▶ _Set task A_
Duplicate part of the awk join question below, starting at the words "I have tried" and ending after "30 million records.".

▶ _Passage provided_
· · · · · · ·

4
votes

I have multiple files with different number of columns, i need to do a merge on first file and second file and do a left outer join in awk respective to first file and print all columns in both files matching the first column of both files.

I have tried below codes to get close to my output. But i can't print the ",', where no matching number is found in second file. Below is the code. Join needs sorting and takes more time than awk. My file sizes are big, like 30 million records.

awk -F ',' '{  
    if (NR==FNR){ r[$1]=$0}
    else{ if($1 in r)

· · · · · · ·

Dataset rows showing where objects appear
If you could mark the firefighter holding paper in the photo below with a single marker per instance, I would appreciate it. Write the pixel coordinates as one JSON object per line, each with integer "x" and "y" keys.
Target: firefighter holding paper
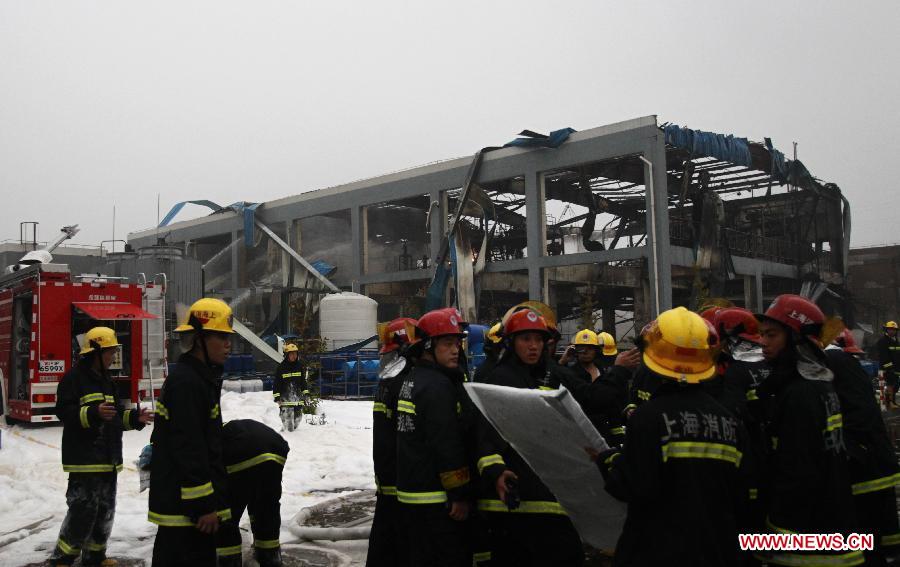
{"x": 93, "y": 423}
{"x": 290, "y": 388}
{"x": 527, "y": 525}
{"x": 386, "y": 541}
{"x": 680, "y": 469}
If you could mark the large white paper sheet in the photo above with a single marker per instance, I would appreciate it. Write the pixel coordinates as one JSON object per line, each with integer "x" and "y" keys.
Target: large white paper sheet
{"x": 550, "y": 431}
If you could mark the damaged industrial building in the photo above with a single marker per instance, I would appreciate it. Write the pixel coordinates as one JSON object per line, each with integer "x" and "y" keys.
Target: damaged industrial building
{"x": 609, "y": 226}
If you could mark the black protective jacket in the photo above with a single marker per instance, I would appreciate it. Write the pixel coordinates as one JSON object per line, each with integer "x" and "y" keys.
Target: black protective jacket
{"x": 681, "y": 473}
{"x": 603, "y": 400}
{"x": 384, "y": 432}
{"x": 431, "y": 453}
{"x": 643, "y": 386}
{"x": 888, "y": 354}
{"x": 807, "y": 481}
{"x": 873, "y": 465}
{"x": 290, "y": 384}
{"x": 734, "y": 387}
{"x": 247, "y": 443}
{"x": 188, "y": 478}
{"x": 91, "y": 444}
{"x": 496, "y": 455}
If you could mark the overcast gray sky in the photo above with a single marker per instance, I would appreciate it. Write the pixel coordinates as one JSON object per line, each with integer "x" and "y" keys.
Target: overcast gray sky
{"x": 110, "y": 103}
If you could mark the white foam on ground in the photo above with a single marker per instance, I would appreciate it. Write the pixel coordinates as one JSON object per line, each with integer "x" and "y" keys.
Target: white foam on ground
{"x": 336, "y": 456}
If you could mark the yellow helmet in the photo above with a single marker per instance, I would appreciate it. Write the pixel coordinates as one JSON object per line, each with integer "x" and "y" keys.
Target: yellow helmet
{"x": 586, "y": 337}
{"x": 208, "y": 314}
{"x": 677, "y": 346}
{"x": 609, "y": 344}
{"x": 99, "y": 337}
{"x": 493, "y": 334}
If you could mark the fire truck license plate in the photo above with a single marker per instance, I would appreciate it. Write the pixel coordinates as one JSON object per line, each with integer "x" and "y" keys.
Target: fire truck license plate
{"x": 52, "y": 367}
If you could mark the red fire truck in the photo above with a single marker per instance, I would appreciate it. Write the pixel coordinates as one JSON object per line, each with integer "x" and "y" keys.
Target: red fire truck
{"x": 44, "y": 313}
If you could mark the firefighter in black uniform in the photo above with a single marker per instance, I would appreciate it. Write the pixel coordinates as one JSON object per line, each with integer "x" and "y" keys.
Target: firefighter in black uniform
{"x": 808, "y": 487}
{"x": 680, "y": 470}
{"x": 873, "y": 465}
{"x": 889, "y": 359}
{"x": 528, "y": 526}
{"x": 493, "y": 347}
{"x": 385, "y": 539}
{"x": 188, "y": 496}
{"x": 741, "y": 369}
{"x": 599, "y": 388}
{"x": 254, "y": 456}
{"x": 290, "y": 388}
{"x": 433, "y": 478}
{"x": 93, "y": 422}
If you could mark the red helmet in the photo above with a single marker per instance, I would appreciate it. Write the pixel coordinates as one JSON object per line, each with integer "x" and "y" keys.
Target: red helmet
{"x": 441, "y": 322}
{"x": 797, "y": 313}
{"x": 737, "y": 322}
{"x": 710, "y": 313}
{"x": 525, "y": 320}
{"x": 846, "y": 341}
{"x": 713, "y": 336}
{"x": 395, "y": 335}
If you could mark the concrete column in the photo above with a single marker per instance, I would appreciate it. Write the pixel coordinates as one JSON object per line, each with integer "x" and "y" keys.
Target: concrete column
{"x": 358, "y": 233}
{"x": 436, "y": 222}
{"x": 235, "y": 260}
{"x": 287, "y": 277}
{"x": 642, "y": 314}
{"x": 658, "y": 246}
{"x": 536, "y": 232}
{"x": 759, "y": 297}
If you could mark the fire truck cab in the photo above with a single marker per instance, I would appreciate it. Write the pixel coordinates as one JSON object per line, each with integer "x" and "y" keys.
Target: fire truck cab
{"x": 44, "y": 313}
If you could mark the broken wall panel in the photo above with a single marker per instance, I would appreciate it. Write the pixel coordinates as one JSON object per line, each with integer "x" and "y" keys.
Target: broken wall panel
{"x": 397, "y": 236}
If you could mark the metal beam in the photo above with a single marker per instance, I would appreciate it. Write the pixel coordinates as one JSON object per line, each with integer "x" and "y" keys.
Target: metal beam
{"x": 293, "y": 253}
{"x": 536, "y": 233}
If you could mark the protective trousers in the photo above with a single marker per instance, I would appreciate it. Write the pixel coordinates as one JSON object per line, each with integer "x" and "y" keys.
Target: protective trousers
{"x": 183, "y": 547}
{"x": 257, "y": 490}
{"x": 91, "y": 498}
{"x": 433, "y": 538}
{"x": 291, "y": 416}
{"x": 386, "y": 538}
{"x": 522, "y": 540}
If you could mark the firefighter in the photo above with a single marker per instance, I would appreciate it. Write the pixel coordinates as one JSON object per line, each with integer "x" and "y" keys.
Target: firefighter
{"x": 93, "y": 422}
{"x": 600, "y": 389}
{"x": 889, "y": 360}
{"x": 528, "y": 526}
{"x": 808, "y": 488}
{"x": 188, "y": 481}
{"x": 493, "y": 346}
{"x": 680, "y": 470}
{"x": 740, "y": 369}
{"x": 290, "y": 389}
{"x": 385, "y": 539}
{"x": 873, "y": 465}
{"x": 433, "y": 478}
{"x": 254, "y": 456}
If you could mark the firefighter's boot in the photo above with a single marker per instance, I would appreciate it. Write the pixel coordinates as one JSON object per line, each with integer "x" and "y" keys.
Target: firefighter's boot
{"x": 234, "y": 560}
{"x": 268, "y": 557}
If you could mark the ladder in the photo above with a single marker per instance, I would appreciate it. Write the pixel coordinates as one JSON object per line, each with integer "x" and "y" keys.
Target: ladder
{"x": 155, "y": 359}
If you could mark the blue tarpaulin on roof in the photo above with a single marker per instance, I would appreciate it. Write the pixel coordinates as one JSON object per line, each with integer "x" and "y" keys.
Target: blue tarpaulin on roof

· · · · · · ·

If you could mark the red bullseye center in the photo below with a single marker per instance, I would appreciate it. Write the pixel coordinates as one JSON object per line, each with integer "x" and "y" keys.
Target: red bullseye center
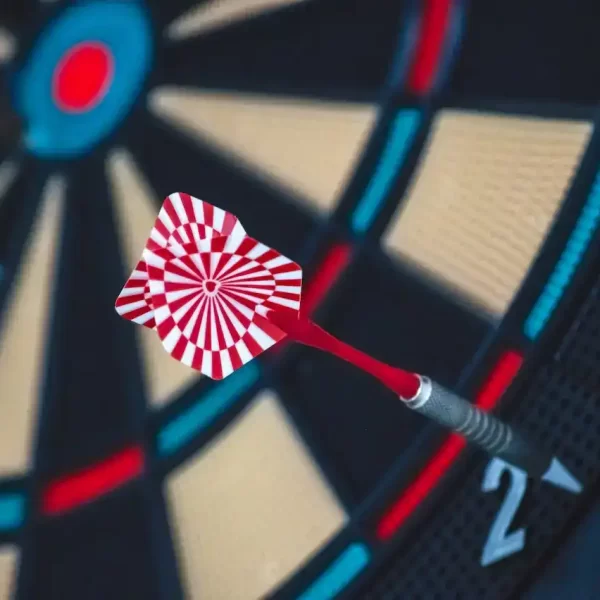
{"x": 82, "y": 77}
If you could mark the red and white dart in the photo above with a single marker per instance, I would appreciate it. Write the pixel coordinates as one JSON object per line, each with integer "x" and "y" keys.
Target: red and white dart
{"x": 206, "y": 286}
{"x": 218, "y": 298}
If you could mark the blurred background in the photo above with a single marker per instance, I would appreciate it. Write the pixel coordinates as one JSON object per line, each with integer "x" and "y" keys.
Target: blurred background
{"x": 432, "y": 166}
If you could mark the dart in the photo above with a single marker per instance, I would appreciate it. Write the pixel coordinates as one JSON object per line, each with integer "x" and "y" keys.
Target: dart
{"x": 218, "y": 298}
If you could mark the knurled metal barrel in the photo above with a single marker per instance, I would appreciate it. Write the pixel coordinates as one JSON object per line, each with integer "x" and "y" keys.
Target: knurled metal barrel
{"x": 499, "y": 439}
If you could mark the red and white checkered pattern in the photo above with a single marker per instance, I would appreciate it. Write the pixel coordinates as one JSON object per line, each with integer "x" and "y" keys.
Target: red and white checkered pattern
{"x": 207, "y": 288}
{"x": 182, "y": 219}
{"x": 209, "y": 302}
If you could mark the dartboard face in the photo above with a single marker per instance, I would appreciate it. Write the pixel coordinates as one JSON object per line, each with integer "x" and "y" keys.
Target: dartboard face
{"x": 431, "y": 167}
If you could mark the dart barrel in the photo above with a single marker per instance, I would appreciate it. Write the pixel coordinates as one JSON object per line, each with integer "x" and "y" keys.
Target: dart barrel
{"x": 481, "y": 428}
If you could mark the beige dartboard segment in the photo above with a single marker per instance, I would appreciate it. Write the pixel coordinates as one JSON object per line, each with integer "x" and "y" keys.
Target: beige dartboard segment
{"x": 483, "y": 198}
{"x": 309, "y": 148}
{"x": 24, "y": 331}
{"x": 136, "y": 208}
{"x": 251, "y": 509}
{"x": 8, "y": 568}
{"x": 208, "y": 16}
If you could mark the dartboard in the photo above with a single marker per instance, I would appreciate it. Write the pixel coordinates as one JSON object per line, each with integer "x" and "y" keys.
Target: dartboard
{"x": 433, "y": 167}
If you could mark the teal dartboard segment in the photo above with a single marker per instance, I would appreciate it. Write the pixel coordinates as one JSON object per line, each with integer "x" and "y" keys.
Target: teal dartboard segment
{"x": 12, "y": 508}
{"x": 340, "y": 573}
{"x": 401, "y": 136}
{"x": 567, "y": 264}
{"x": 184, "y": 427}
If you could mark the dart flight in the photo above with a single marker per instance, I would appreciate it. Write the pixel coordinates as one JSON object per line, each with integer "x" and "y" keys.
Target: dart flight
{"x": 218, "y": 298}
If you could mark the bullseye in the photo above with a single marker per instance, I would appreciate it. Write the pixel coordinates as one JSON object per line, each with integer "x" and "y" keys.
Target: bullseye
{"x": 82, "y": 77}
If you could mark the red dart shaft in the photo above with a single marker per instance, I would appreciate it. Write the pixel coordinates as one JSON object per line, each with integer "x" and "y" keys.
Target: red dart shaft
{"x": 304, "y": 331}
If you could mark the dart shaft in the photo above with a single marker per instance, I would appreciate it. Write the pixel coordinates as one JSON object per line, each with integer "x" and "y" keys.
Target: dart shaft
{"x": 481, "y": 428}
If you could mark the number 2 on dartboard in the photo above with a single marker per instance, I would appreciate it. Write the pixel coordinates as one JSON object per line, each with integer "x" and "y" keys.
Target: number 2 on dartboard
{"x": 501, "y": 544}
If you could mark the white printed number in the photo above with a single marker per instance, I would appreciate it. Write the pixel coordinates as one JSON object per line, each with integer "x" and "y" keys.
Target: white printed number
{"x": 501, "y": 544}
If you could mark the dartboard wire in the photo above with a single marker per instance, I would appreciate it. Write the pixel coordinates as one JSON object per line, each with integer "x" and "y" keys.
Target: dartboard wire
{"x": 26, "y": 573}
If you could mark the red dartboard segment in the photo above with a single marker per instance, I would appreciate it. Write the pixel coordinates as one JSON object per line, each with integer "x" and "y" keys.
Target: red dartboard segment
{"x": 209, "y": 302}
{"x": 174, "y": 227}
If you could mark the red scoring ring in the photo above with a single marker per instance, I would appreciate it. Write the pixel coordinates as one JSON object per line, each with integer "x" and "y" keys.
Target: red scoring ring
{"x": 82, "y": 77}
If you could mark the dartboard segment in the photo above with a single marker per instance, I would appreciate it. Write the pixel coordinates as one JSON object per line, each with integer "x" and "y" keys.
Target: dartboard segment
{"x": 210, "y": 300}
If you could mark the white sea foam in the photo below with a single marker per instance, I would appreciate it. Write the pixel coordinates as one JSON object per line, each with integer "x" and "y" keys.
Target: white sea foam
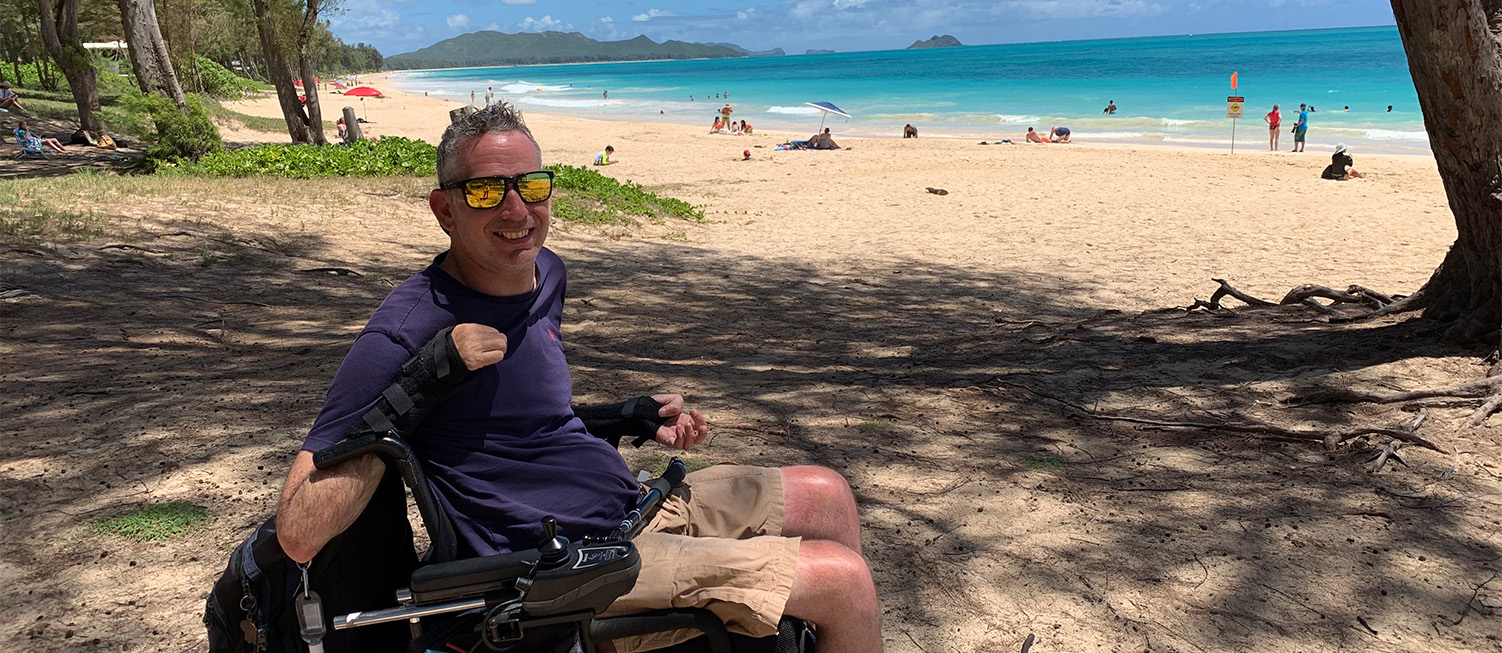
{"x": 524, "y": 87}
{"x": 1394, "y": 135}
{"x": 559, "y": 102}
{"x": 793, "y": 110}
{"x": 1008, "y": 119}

· · · · · · ·

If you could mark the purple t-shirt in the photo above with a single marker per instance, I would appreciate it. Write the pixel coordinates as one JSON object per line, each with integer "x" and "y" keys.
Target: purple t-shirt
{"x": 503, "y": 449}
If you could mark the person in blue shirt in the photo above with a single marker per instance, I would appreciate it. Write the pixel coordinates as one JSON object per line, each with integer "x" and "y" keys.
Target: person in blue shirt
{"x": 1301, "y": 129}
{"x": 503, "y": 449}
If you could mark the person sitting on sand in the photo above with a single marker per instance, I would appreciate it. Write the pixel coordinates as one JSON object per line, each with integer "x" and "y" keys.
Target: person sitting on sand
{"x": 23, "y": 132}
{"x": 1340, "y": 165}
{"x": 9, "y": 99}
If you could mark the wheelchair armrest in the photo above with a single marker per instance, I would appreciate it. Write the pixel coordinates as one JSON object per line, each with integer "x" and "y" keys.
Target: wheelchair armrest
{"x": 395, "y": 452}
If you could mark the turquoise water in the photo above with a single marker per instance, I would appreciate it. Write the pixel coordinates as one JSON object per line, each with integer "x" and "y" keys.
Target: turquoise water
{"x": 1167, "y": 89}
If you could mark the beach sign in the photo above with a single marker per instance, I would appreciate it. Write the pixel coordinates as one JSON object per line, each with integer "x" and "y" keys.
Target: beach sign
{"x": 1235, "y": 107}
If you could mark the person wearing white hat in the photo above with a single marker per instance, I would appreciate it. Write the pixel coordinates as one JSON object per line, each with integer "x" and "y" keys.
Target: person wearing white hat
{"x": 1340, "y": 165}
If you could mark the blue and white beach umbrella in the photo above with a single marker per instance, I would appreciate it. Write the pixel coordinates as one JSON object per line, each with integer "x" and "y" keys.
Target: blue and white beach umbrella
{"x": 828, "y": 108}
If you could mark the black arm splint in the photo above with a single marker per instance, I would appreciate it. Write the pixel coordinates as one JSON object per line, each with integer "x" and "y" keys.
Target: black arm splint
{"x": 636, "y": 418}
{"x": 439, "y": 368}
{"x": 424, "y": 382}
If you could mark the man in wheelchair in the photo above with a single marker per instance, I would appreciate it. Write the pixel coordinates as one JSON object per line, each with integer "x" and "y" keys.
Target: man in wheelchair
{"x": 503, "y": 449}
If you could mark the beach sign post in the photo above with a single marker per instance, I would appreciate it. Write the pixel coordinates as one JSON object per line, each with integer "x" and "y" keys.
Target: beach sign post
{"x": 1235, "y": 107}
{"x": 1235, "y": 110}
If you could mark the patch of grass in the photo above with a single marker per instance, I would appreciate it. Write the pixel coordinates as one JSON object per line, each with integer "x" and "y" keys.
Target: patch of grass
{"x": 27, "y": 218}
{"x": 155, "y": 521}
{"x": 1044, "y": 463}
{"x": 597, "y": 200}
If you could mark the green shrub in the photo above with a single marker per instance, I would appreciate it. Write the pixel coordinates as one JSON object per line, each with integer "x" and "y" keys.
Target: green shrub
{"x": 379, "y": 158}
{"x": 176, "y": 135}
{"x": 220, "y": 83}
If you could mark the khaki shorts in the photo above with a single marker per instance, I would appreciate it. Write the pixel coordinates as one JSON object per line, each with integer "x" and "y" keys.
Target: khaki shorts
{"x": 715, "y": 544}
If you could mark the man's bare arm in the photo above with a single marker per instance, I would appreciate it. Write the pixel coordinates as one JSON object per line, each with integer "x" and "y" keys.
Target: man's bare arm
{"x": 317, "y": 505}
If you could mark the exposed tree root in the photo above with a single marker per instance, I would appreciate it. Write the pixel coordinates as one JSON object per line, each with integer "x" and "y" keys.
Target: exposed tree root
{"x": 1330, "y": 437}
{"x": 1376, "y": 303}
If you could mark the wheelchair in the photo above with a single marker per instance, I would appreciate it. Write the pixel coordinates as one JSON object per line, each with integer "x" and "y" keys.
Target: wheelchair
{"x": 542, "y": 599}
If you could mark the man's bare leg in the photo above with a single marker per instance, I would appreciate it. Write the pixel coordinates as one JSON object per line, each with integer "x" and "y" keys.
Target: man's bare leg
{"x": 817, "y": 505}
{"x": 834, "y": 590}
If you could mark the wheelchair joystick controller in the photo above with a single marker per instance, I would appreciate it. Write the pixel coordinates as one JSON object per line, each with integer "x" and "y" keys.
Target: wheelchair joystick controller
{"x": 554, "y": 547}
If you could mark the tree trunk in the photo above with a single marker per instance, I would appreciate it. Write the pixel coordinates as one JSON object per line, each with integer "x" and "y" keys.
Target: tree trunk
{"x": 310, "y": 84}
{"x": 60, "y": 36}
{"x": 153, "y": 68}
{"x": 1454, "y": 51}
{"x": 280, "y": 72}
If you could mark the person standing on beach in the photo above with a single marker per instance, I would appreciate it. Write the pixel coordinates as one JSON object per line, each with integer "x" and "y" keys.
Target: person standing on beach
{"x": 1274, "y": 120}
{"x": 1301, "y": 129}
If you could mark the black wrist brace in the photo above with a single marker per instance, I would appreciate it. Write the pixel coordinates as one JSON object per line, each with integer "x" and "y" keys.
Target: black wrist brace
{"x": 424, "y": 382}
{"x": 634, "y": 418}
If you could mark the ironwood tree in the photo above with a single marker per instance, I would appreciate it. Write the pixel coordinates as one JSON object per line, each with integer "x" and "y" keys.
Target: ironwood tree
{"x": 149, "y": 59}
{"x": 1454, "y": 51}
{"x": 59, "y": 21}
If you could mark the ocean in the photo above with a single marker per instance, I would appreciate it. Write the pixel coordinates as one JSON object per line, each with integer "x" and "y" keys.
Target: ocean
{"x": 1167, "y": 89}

· · · · · · ·

▶ _Set task B_
Filter the rows above and copy out every line that contains the word "sheet".

▶ _Task solution A_
I have tried below codes to get close to my output. But i can't print the ",', where no matching number is found in second file. Below is the code. Join needs sorting and takes more time than awk. My file sizes are big, like 30 million records.

▶ _Task solution B_
If you could mark the large white paper sheet in the photo above with a single marker per instance, I would appreciate it. Write the pixel coordinates as one JSON object per line, each with integer "x" and "y" keys.
Target: large white paper sheet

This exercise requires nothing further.